WORK INSTRUCTIONS »
Count the lines below that contain the word "objects", and reply with that number alone.

===== DATA FOR THIS TASK =====

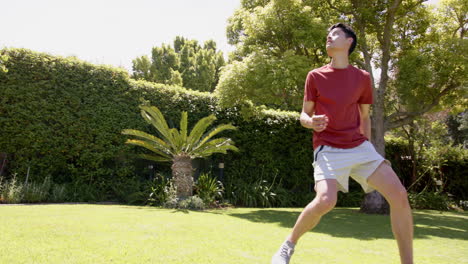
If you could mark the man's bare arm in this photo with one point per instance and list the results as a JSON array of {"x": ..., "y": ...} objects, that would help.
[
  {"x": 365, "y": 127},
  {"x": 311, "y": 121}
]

=====
===== DATA FOR THIS TASK =====

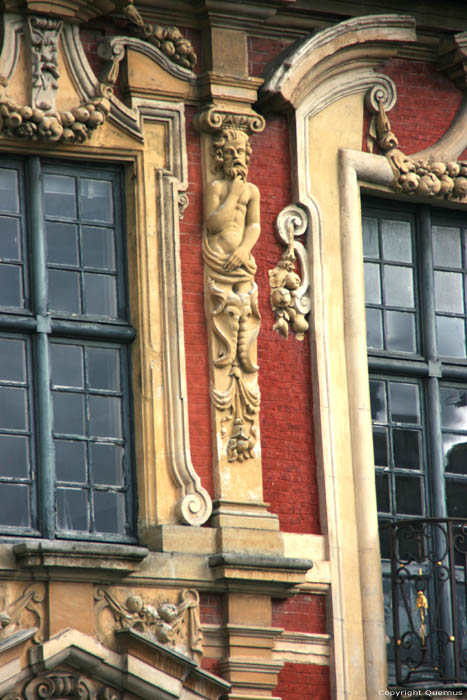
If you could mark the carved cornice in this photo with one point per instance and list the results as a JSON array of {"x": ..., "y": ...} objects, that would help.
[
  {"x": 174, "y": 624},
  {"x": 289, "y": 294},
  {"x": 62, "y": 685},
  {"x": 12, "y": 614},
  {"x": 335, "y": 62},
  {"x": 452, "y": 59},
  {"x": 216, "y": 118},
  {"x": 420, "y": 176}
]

=====

OUTPUT OF THE EXERCISE »
2